Lines of data
BEGIN

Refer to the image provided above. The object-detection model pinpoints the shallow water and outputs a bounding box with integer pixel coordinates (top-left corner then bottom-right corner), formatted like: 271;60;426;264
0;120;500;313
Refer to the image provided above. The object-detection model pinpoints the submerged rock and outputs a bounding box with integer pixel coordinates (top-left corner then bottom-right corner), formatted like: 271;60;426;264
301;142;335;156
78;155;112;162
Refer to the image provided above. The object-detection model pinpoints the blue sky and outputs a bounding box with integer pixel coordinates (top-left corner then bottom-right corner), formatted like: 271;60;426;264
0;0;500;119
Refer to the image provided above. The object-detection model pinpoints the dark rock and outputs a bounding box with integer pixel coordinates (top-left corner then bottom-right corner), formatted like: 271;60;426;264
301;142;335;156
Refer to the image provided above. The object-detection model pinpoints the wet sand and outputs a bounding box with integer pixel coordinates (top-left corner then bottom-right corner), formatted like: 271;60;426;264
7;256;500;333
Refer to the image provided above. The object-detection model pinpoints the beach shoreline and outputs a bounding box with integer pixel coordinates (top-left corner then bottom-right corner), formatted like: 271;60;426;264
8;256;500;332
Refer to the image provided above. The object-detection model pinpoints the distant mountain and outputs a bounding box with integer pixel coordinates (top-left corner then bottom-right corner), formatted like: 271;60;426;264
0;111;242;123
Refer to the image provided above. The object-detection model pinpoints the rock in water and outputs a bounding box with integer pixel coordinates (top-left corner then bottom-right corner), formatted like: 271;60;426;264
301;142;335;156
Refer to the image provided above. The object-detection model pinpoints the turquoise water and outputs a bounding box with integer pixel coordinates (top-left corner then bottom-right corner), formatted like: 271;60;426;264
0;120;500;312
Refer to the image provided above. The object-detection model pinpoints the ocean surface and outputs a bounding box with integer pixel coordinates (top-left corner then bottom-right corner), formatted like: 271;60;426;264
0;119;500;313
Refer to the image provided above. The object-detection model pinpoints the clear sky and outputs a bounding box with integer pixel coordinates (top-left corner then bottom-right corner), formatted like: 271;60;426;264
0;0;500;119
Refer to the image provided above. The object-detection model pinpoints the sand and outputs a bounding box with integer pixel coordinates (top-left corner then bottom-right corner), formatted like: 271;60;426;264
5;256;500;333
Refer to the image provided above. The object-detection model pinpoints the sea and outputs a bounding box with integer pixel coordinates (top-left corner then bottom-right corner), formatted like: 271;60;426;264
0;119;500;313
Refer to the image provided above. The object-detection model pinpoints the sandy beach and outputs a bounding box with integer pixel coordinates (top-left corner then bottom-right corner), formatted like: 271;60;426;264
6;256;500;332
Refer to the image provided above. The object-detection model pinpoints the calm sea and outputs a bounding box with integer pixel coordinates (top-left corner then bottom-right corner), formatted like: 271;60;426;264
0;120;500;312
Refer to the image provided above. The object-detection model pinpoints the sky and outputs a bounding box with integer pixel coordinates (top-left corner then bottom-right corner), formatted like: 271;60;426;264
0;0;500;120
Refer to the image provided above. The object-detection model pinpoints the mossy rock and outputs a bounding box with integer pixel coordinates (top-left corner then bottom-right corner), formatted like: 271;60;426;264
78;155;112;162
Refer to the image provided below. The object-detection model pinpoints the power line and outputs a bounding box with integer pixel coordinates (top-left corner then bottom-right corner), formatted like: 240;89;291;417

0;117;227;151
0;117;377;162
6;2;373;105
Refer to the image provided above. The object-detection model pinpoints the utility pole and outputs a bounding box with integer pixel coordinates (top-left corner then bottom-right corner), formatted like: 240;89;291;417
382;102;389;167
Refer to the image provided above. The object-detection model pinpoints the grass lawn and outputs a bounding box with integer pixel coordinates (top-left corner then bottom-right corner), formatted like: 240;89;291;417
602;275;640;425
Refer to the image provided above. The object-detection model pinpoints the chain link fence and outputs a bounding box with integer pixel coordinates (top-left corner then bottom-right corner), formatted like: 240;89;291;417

END

● **Problem to solve**: Write out all of the lines above again, substituting "vision system" for each occurrence of "object-detection model" and leaving every other part untouched.

● **Solution to the problem**:
Refer to the image provided above. The vision system pinpoints the shallow water and outputs a bounding box with integer pixel coordinates (top-left corner then bottom-right corner), formatted like: 271;60;426;264
0;120;500;313
Refer to the image provided above. The vision system pinpoints the submerged rock and outputs a bounding box with integer pixel coordinates (top-left corner then bottom-right corner), formatted like: 271;60;426;264
301;142;335;156
78;155;112;162
Refer to the image provided above. The vision system pinpoints the blue sky and outputs a bounding box with integer pixel coordinates (top-left corner then bottom-right corner), formatted like: 271;60;426;264
0;0;500;119
Refer to the image provided above. The vision system pinpoints the dark rock and outputs a bounding box with integer pixel coordinates (top-left corner then bottom-right corner), formatted like: 271;60;426;264
301;142;335;156
Refer to the image provided above. The vision system pinpoints the wet sand and outputs a bounding box with integer pixel coordinates (top-left corner then bottom-right corner), formatted like: 271;60;426;264
7;256;500;333
Refer to the image provided above. The vision system pinpoints the beach shoreline and outputs a bounding box with integer pixel coordinates (top-left corner then bottom-right corner), formatted like: 271;60;426;264
8;256;500;332
Refer to the image provided above. The vision system pinpoints the distant mountain and outputs a bounding box with integer pixel coordinates (top-left corner then bottom-right corner), formatted like: 271;60;426;264
0;111;242;123
Refer to the image provided above. The vision system pinpoints the rock in water and outputs a bounding box with integer pixel coordinates (top-left corner then bottom-right corner), formatted like: 271;60;426;264
301;142;335;156
Refer to the image provided above. The vision system pinpoints the turquoise water and outputs a bounding box with integer pixel coordinates (top-left corner then bottom-right corner), formatted like: 271;60;426;264
0;120;500;312
Refer to the image provided above. The vision system pinpoints the ocean surface and outputs a bounding box with integer pixel coordinates (top-left corner then bottom-right corner), formatted like: 271;60;426;264
0;119;500;313
Refer to the image provided above. The vision system pinpoints the clear sky and outputs a bounding box with integer pixel coordinates (top-left corner then bottom-right corner), formatted like: 271;60;426;264
0;0;500;119
Refer to the image provided above. The vision system pinpoints the sand and outputs a bounding box with integer pixel coordinates (top-left corner then bottom-right corner), formatted like: 271;60;426;264
5;256;500;333
Refer to the image provided above. The vision system pinpoints the sea and outputs a bounding box with integer pixel coordinates (top-left corner then bottom-right corner), formatted like: 271;60;426;264
0;119;500;313
Refer to the image provided above. The vision system pinpoints the sandy beach and outputs a bounding box with integer pixel coordinates (top-left corner then bottom-right corner), formatted like: 271;60;426;264
6;256;500;332
Refer to the image provided above. The vision system pinpoints the calm sea and outputs a bounding box with integer pixel coordinates (top-left corner then bottom-right corner), formatted like: 271;60;426;264
0;120;500;312
Refer to the image provided above. The vision system pinpoints the sky and outputs a bounding box with integer pixel coordinates (top-left corner then bottom-right corner), formatted like: 271;60;426;264
0;0;500;120
Refer to the image provided above. The vision system pinpoints the mossy rock and outputs a bounding box with integer pixel coordinates (top-left corner then bottom-right corner), formatted like: 271;60;426;264
78;155;112;162
Refer to the image provided below. The vision system pinpoints the power line and outputs a bounding box with integer pixel coordinates (top-left corner then bottom-right corner), formatted like: 240;89;291;417

0;117;227;151
0;117;377;162
6;2;373;105
Refer to the image provided above. The vision system pinpoints the utility pole and outputs a bounding box with integer pixel coordinates (top-left corner then bottom-right corner), formatted like: 240;89;291;417
382;102;389;167
Refer to the image provided above. The vision system pinpoints the grass lawn and outputs a bounding box with integer pixel coordinates (top-left corner then bottom-right corner), formatted like: 240;89;291;417
602;275;640;425
Refer to the image provided above. The vision system pinpoints the chain link fence and outputs a bounding box with integer pixel coordinates (top-left corner then bottom-right corner), formatted like: 240;89;291;417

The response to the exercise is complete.